** Document extract follows **

Article preview from IN VIVO - February/March, 2010
Buoyed by their success with Genomic Health, a trio of West Coast VCs have expanded their portfolios of molecular diagnostic companies, with many following similar themes. CardioDx has developed a test to distinguish between patients who should move on to cardiac imaging and those they are comfortable managing otherwise. Such a rule-out test is a challenging proposition. But if adopted, and more broadly, as molecular diagnostics move into new and broad markets like cardiology and metabolic disease, pharma could use this opportunity to its advantage in many settings, including co-marketing arrangements.
CardioDx: Bringing Molecular Diagnostics Into the Cardiovascular Arena
Article preview from IN VIVO - February/March, 2010
CardioDx is one of several molecular diagnostics companies founded by a well-known trio of West Coast VCs to be fast finding itself in the spotlight.
Buoyed by the success of Genomic Health, venture capital firms Kleiner Perkins, Mohr Davidow, and TPG have expanded their portfolio of molecular diagnostics companies, with many following similar themes.
** One company, CardioDx, has developed Corus CAD, a test cardiologists can use to distinguish between patients who should move on to imaging and the cath lab, and those they are comfortable managing without moving them on the diagnostic pathway.

** End of Document extract **
** Information given follows **

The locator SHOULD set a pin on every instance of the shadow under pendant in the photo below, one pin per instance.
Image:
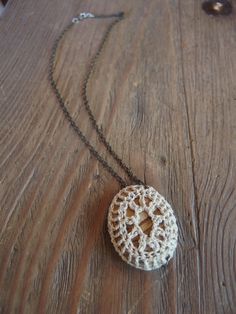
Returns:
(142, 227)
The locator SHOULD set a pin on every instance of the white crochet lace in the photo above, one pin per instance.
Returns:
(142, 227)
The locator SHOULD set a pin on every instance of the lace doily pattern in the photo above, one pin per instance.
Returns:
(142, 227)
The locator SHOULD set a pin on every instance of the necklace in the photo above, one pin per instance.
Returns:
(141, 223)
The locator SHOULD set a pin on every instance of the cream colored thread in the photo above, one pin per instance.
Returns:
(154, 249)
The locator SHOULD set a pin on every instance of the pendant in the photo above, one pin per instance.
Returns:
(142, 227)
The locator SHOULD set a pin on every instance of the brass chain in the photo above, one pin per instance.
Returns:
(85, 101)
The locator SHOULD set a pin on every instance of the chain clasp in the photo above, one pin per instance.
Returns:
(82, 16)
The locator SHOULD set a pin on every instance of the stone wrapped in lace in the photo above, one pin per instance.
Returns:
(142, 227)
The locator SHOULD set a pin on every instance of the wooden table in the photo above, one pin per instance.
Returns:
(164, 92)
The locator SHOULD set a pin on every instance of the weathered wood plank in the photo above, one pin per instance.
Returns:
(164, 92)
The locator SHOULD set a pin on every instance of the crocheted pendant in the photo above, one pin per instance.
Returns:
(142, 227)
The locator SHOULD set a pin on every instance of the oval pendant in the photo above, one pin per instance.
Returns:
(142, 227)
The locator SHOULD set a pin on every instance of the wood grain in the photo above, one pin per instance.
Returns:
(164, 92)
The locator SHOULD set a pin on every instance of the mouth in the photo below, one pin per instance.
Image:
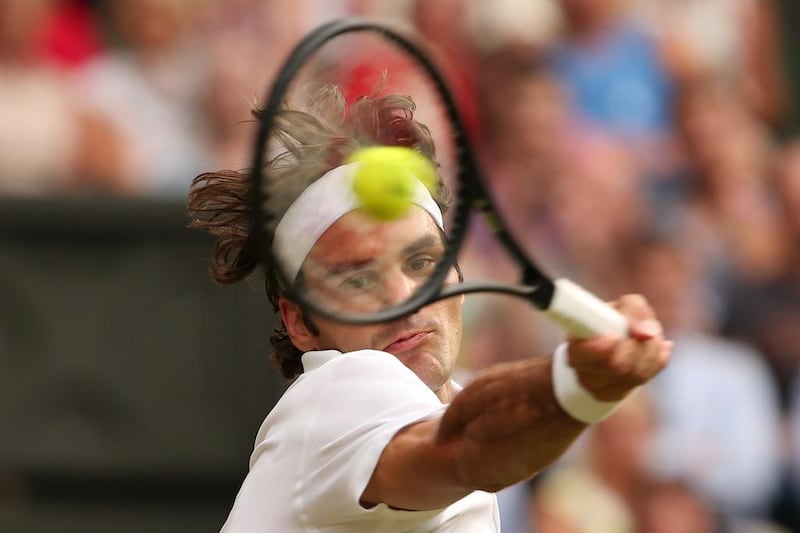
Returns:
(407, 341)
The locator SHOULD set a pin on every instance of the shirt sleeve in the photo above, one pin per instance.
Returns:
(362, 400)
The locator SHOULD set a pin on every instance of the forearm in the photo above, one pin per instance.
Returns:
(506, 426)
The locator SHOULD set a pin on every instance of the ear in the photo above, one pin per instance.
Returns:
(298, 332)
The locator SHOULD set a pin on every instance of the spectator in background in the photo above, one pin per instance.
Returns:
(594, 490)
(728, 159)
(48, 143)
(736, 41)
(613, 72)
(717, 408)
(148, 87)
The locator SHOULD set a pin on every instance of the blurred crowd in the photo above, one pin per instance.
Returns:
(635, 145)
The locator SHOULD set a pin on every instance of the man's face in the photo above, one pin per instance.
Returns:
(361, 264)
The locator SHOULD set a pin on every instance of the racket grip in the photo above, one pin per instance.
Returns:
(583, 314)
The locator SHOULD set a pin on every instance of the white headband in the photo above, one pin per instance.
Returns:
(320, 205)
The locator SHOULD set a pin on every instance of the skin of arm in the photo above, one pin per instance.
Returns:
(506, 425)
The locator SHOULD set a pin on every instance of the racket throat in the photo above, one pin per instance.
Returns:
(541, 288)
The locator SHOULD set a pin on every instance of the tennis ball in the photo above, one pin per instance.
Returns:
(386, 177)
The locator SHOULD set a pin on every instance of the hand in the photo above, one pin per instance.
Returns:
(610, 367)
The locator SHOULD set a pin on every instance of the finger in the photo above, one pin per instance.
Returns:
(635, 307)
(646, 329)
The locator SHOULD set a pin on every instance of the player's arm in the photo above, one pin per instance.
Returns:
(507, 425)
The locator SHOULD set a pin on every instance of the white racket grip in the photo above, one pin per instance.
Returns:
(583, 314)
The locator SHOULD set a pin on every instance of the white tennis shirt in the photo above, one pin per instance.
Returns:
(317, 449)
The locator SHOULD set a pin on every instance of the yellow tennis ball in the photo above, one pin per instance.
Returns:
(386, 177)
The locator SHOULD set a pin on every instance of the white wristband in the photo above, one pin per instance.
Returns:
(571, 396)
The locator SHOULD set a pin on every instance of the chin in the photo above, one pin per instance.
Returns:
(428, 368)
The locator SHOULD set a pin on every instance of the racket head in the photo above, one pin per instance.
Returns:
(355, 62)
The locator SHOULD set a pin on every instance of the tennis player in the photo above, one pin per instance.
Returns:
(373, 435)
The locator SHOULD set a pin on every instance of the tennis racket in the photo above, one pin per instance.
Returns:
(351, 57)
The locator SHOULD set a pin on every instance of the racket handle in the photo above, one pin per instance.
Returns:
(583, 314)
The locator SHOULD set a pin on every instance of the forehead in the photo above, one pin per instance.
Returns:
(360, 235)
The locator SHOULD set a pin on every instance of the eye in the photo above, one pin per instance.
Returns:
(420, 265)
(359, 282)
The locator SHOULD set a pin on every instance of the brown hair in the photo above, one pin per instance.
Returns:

** End of Information given **

■ **Study questions**:
A. In the article preview about CardioDx, which venture capital firms expanded their molecular diagnostics portfolios?
B. Print the portion of the article preview about CardioDx that begins at the words "CardioDx: Bringing Molecular" and stops after "the diagnostic pathway.".
The data has no connection to the article preview about CardioDx.

■ **Responses for each task**:
A. Kleiner Perkins, Mohr Davidow, and TPG.

B.
CardioDx: Bringing Molecular Diagnostics Into the Cardiovascular Arena
Article preview from IN VIVO - February/March, 2010
CardioDx is one of several molecular diagnostics companies founded by a well-known trio of West Coast VCs to be fast finding itself in the spotlight.
Buoyed by the success of Genomic Health, venture capital firms Kleiner Perkins, Mohr Davidow, and TPG have expanded their portfolio of molecular diagnostics companies, with many following similar themes.
** One company, CardioDx, has developed Corus CAD, a test cardiologists can use to distinguish between patients who should move on to imaging and the cath lab, and those they are comfortable managing without moving them on the diagnostic pathway.